__WRITTEN INSTRUCTION__: Gather every line of the listing below that contains the string "water", treating uppercase and lowercase letters as distinct.

(Coordinate annotation listing)
[Begin]

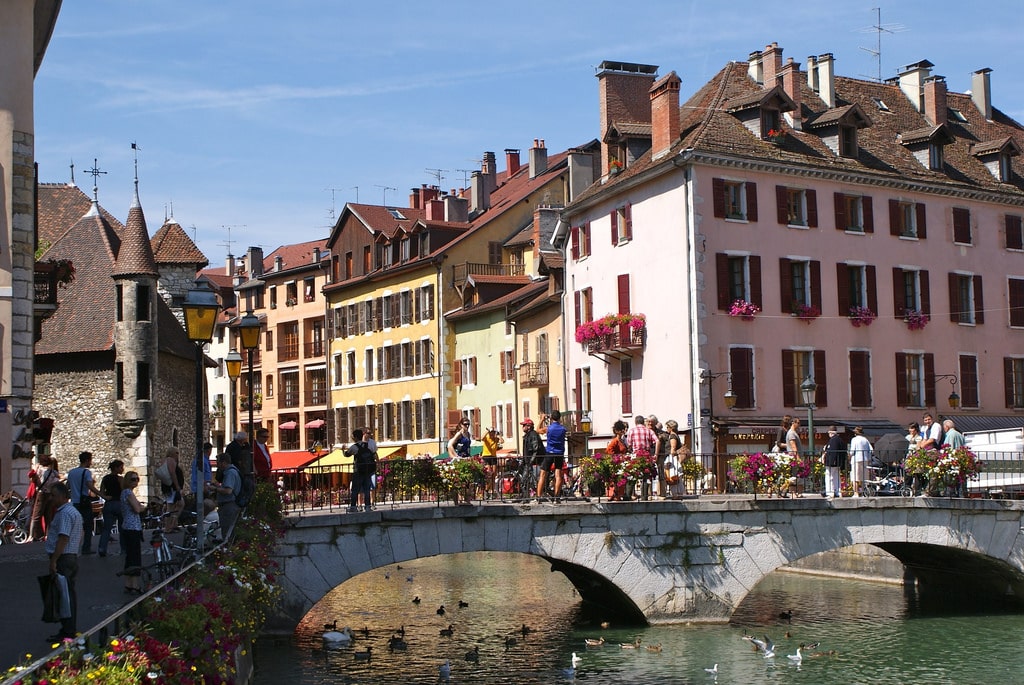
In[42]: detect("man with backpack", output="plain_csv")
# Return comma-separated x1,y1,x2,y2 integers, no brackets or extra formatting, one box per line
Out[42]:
345,428,377,512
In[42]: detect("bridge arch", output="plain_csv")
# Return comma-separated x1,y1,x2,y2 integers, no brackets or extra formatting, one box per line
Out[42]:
267,498,1024,632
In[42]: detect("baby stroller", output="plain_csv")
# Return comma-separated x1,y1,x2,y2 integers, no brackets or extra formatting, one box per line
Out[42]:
864,459,913,497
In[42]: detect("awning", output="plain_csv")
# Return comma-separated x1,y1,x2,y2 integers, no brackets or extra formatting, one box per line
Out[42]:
270,449,316,473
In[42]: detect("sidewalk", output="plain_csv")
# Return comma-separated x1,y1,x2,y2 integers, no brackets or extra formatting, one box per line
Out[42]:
0,531,152,672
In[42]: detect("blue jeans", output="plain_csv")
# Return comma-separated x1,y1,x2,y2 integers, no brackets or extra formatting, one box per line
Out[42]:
98,500,124,554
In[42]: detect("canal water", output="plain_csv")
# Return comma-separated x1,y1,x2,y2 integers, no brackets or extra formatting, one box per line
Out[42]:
255,552,1024,685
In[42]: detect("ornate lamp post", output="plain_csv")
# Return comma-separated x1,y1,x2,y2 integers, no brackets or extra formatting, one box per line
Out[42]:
239,311,259,445
181,282,220,556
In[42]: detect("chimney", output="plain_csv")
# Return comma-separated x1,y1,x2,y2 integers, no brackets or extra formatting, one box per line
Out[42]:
971,67,992,121
746,50,765,83
505,147,519,178
650,72,681,159
443,192,469,223
815,52,836,109
567,147,596,202
529,138,548,178
899,59,935,114
925,76,946,126
761,43,782,89
782,57,803,131
598,60,657,176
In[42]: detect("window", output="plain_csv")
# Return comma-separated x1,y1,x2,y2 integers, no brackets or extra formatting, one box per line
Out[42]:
729,347,755,410
949,273,985,325
1002,357,1024,410
850,349,872,408
893,266,932,318
836,262,879,316
611,203,633,245
959,354,978,409
712,178,758,221
715,252,761,311
953,207,973,245
896,352,935,408
782,349,828,408
1008,279,1024,328
775,185,818,228
889,200,928,240
834,192,874,233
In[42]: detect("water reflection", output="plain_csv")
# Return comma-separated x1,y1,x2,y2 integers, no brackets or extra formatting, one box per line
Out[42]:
256,553,1024,685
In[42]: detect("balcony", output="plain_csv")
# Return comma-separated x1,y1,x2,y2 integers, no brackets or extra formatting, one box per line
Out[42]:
519,361,548,388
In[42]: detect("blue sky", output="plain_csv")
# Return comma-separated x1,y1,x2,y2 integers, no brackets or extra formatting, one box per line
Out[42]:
36,0,1024,264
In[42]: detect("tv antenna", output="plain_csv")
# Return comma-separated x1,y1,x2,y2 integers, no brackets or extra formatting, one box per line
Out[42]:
860,7,906,83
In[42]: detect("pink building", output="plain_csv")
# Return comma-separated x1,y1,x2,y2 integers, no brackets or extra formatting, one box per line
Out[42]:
553,44,1024,471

[End]

__WRITTEN ANSWER__:
In[42]: detect("canal water", output="plain_csv")
In[42]: detect("water reflection", output="plain_csv")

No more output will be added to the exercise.